_EXTRACTED MATERIAL_

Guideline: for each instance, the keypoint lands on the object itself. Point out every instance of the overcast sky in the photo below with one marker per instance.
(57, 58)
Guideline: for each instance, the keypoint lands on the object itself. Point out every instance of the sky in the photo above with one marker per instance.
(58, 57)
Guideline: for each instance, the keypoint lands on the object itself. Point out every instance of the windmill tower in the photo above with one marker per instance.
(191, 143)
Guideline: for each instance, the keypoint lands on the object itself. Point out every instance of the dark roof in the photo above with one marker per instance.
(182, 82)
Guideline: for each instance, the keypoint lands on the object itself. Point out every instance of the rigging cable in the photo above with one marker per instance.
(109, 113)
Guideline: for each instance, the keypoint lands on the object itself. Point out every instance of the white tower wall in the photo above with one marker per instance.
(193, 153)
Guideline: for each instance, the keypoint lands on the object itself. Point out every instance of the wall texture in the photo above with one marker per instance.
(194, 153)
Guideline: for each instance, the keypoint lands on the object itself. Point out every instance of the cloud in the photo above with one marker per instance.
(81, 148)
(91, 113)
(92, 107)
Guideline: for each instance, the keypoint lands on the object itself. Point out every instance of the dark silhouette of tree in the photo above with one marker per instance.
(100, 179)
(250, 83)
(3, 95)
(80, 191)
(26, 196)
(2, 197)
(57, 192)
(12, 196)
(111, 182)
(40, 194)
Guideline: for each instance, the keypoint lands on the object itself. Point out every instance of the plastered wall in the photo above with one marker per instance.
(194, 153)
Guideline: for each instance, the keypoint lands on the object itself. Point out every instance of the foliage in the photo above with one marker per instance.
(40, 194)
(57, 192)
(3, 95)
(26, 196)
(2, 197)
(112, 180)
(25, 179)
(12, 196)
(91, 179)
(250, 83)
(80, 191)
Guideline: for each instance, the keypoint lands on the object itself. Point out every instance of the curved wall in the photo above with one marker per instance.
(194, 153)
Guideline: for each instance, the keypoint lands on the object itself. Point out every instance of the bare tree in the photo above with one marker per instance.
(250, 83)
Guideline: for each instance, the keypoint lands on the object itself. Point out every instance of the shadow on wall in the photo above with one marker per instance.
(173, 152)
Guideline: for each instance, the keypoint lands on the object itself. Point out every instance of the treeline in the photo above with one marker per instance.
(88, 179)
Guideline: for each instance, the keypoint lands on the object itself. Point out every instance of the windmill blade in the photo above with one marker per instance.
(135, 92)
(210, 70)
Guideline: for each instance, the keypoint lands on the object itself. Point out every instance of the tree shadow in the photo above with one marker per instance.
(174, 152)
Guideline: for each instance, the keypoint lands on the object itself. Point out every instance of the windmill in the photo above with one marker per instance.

_REQUIRED WORK_
Repeat all the entries word for word.

_ANSWER TO THIS PROBLEM_
Guideline: for each instance, the keypoint lands on the object itself. Point out every instance of the overcast sky in the photo below with one marker per instance.
(57, 58)
Guideline: for each instance, the keypoint lands on the object itself. Point out every instance of the sky in the photo above with one marker per instance.
(58, 57)
Guideline: for each instance, the keypoint lands on the object itself. Point out every instance of the windmill tower in the photo above with one marker per instance.
(191, 143)
Guideline: for each instance, the keypoint lands on the object itself. Point out every instance of the dark roof in the photo above with one marker per instance.
(182, 82)
Guideline: for each instance, the keypoint lands on the object itself. Point out every instance of the rigging cable in the photo above with one marker per instance.
(109, 113)
Guideline: for each instance, the keypoint lands on the object itself. Point out every instance of the white tower wall in the photo above with one marker per instance.
(193, 153)
Guideline: for each instance, the keypoint lands on the object itself. Point out every instance of the wall texture in the photo above with one marker per instance.
(194, 153)
Guideline: for each instance, the keypoint lands on the object itself. Point out every instance of the cloud in the photo above with one marker per instance.
(81, 148)
(91, 113)
(92, 107)
Guideline: for each instance, the keypoint lands on the object itself. Point out every instance of the dark silhouette of tree in the photo above with one marker per instance.
(100, 179)
(250, 83)
(3, 95)
(80, 191)
(26, 196)
(2, 197)
(57, 192)
(12, 196)
(111, 182)
(40, 194)
Guideline: for each instance, the keypoint lands on the object itself. Point out every instance of the plastered wall in the photo above with one marker per instance.
(194, 153)
Guideline: for each instance, the keypoint lands on the object itself. Point out every instance of the foliage in the photo above with one marker per instance.
(40, 194)
(57, 192)
(3, 95)
(26, 196)
(2, 197)
(112, 180)
(25, 179)
(12, 196)
(91, 179)
(250, 83)
(80, 191)
Guideline: for each instance, the keypoint lands on the object itself. Point out every instance of the curved wall in the photo above with one marker per instance.
(194, 153)
Guideline: for each instance, the keypoint lands on the object itself. Point out every instance of the bare tree in the photo above with one marker per instance.
(250, 83)
Guideline: for each instance, the keypoint lands on the object itself. Point out every instance of the shadow on wall in the photo above with one marker per instance.
(173, 152)
Guideline: for each instance, the keypoint lands on the object itself. Point out every instance of the treeline in the photo above with one marker per instance.
(88, 179)
Guideline: for each instance, the keypoint lands on the object itself. Point out every instance of the windmill blade in the photo above with one marker per instance.
(135, 92)
(210, 70)
Guideline: for each instance, the keypoint lands on the object itself. Point out every instance of the tree shadow in the photo above with one marker per instance.
(174, 152)
Guideline: for each instance, the keypoint lands on the object itself. Point out every instance of the windmill in the photo above with one marker per instance.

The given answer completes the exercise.